---- PROVIDED INFORMATION

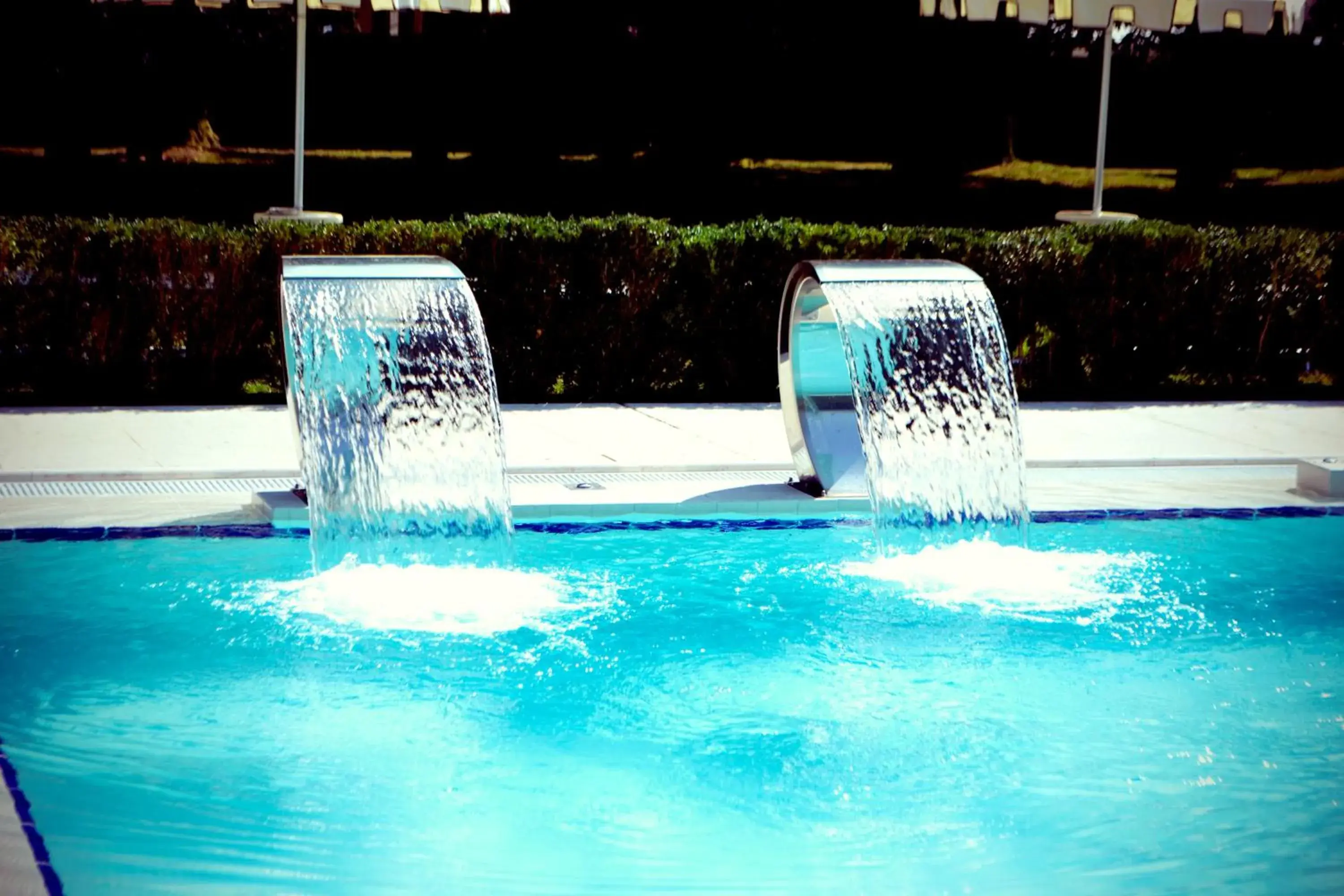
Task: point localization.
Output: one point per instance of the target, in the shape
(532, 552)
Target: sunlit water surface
(1147, 707)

--------

**WORK ITEM:** In your answer, repeat all the entries exactly, but leave out the pictures.

**WRITTEN RESPONSE:**
Task: point localization.
Output: one point per instance of the target, in the shape
(532, 552)
Target: sunlit water surface
(1147, 707)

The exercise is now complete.